**Directions for this task**:
Repeat the data that follows verbatim. Images are not part of the copy.

**Task material**:
————

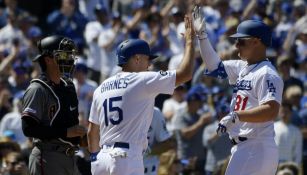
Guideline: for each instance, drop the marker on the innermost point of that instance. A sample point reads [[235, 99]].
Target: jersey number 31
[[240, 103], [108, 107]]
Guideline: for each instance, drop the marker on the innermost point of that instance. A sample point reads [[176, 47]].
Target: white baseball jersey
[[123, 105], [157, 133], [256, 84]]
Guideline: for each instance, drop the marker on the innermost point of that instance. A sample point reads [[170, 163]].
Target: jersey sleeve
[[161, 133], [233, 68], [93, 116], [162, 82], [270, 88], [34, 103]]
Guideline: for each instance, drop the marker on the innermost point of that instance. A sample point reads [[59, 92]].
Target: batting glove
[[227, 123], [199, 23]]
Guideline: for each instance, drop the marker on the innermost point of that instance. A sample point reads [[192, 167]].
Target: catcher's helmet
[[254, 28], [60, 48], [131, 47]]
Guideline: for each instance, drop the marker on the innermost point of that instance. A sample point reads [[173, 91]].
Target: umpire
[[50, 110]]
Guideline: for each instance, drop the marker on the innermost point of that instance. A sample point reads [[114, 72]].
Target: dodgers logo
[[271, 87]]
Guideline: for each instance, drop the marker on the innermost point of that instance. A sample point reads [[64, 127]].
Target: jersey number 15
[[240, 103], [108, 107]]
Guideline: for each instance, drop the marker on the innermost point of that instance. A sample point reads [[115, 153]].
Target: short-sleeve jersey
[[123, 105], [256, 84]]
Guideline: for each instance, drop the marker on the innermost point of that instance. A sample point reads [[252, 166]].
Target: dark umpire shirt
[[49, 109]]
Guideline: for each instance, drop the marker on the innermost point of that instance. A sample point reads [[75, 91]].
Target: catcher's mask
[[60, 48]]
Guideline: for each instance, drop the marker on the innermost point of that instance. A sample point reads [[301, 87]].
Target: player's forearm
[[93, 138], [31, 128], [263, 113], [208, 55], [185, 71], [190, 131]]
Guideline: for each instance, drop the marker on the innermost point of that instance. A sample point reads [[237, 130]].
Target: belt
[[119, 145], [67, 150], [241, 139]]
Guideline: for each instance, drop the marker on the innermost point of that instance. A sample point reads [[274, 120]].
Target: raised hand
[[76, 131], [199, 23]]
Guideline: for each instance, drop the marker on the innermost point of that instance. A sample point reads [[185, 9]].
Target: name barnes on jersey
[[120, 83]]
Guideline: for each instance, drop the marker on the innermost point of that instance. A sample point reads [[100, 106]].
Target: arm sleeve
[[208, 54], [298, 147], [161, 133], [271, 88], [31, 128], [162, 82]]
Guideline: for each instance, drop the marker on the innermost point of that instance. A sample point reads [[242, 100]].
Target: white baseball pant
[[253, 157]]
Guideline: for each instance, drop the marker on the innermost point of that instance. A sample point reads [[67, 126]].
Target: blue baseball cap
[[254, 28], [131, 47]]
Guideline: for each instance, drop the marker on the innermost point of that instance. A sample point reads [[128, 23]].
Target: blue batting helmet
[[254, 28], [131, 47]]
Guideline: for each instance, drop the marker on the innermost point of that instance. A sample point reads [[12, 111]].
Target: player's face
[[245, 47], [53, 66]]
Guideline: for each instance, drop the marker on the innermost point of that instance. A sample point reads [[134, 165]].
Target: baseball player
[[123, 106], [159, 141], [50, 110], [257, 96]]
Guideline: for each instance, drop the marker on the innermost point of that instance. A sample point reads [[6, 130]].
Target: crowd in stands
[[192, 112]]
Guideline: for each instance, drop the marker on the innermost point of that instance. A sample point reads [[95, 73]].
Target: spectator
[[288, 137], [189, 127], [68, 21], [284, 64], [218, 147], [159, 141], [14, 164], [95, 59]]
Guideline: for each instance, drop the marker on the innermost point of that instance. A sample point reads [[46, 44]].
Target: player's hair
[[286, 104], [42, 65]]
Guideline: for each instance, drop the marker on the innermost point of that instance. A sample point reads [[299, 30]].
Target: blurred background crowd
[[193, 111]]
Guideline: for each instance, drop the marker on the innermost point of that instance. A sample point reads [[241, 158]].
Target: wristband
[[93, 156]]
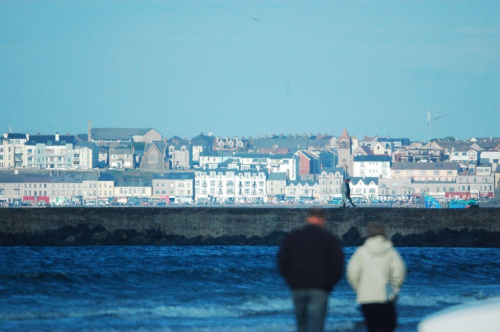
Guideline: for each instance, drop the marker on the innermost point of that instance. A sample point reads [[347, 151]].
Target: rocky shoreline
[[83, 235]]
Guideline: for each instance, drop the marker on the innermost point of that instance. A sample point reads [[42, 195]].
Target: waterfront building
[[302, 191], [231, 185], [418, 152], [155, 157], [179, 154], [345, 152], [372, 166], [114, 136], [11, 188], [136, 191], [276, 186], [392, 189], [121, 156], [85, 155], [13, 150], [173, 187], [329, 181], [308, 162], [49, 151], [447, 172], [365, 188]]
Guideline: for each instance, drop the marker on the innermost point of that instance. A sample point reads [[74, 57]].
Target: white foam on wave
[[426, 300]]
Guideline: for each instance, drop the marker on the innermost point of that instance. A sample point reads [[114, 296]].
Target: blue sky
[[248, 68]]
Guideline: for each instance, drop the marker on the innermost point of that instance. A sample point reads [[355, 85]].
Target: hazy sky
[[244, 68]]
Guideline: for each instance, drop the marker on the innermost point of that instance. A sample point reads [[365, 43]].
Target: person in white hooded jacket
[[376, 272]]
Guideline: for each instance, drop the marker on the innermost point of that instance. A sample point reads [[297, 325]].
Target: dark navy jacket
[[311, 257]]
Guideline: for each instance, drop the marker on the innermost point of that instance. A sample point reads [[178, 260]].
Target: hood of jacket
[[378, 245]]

————

**Task solution**:
Guideline: for each instance, drop the marker on the innermost point of that instance. A sample point reads [[235, 99]].
Target: jersey number 31
[[240, 103], [108, 107]]
Guideline: for each instance, drop the marker on the innermost point of that instance. A sample point reads [[176, 47]].
Target: white baseball jersey
[[123, 105], [157, 133], [256, 84]]
Guideline: for each instance, drop the marker on the innermost point of that instance. A sample point reads [[170, 163]].
Target: jersey sleeve
[[161, 133], [233, 68], [93, 116], [162, 82], [270, 88], [34, 103]]
Guideline: for each instance, drop the marker on the innermost point of that instance. A sample point reads [[59, 92]].
Target: batting glove
[[227, 123], [199, 23]]
Guideline: for each instance, drop the marker on the innermost point of that instance. A sample point reads [[192, 167]].
Target: catcher's helmet
[[254, 28], [60, 48], [131, 47]]
Guideline: for each instance, drop the marker on the innermost point of that instance. A sample point reads [[173, 91]].
Target: umpire
[[50, 110]]
Guideline: for each instance, drop the marker on the innermost point of that instance. A sample point reads [[114, 72]].
Target: dodgers logo
[[271, 87]]
Guideline: for each instance, drop the marker on the innermost point of that instance. A sample point reads [[64, 127]].
Target: jersey number 15
[[240, 103], [108, 107]]
Guideline: for each instance, drop the marker on the innermost point of that instance. A sample point reads [[115, 153]].
Target: short-sleeve jersey
[[123, 105], [256, 84]]
Guideline: for each instance, drop the marker on the innermost point of that instance. A sample point reads [[252, 166]].
Target: dark umpire shirt
[[49, 109]]
Guideline: for each instance, drop the marker on the innermost point of that instance. A sample point reads [[75, 91]].
Target: catcher's mask
[[60, 48]]
Guideline: for each instance, drop the marker on the innermost point of that instance. A sample point reads [[301, 87]].
Target: player's forearm
[[93, 138], [31, 128], [263, 113], [208, 55], [185, 71], [190, 131]]
Guideline: for each instance, drop the marker on the innermost point of that instance. A sample point reads [[237, 130]].
Target: belt
[[119, 145], [67, 150], [241, 139]]
Guideline: for each instance, drop the marker on the innermost point of that instance. A sample point reads [[274, 120]].
Target: raised hand
[[76, 131], [199, 23]]
Guideline: for each instance, drop the marker on the innermost point of that instance. A sample point reads [[185, 9]].
Target: name barnes on jersey
[[120, 83]]
Guideline: for each instance, drop the marker on the innermost point of that instance. A sample point reads [[100, 106]].
Target: arm sleeve
[[208, 54], [298, 147], [161, 133], [271, 88], [31, 128], [162, 82]]
Guideline: for each instance, drop the marker on the innermost point of that instance. A sample point reads [[242, 100]].
Target: white baseball pant
[[253, 157]]
Guideline: for each instance, drop the marker on the innermost point of that instance. A sample point reads [[67, 126]].
Target: blue baseball cap
[[254, 28], [131, 47]]
Guideline: for each instance, drop the marker on the innermost point of that instance. A sample point reads [[128, 23]].
Target: blue batting helmet
[[254, 28], [131, 47]]
Guideline: for each instance, drop the marker on the innermost point of that instance. A sample point reads [[12, 111]].
Target: player's face
[[245, 47], [53, 66]]
Guideline: for each instance, drop the marker on the innermost point of that instance. A sample point reads [[134, 165]].
Target: baseball player
[[123, 106], [159, 141], [50, 110], [257, 96]]
Guideline: for each instance, drop the marker on the innermost point of that instance. A sample point reads [[6, 130]].
Target: crowd in stands
[[192, 112]]
Guideline: for each instance, drop the marker on the innermost point of that instance. A sample point reads [[95, 73]].
Target: spectator
[[288, 137], [189, 127], [68, 21], [284, 64], [218, 147], [159, 141], [14, 164], [95, 59]]
Guideline: for each instance, drop the marker on the innermost point of that instance. A sample point reads [[46, 44]].
Target: player's hair
[[286, 104], [42, 65]]
Guideline: for each instance, drop the marker on the innermost point of that instance. A sample point reads [[299, 30]].
Target: blurred background crowd
[[193, 111]]
Guideline: for each instance, drop the marker on the innermost point of that instance. A sample point reads [[241, 158]].
Target: wristband
[[93, 156]]
Guideline: for each instance, drop the marker on the innermost point of that instance. A sample point reads [[347, 151]].
Target: rocky shoreline
[[83, 235]]
Guideline: for each instance, drop the marker on the innermost point of that instance. A sample point reads [[42, 195]].
Target: waterfront building
[[302, 191], [231, 185], [418, 152], [155, 157], [179, 154], [345, 152], [372, 166], [114, 136], [11, 188], [136, 191], [276, 186], [392, 189], [121, 156], [85, 155], [13, 150], [173, 187], [329, 181], [308, 162], [49, 151], [447, 172], [365, 188]]
Guideline: for each instance, drop the marker on the innermost point of that instance. A sample point reads [[74, 57]].
Target: white foam on wave
[[426, 300]]
Guideline: for each instance, drop the marker on the innermost point of that instance. A sample point reads [[114, 296]].
Target: blue sky
[[248, 68]]
Guideline: for each instance, drop the marker on the innermost point of that instance. A sample point reads [[355, 85]].
Target: hazy sky
[[244, 68]]
Guideline: for each instance, drop the marker on the innermost point of that instance. A sample point reads [[365, 43]].
Target: person in white hooded jacket
[[376, 272]]
Guideline: for each instance, drop the marker on the innermost point of that instance. A sample point reads [[297, 325]].
Target: dark navy jacket
[[311, 257]]
Guideline: for each instance, drop the marker on the innermost point of that instance. A sample point reads [[178, 260]].
Target: hood of jacket
[[378, 245]]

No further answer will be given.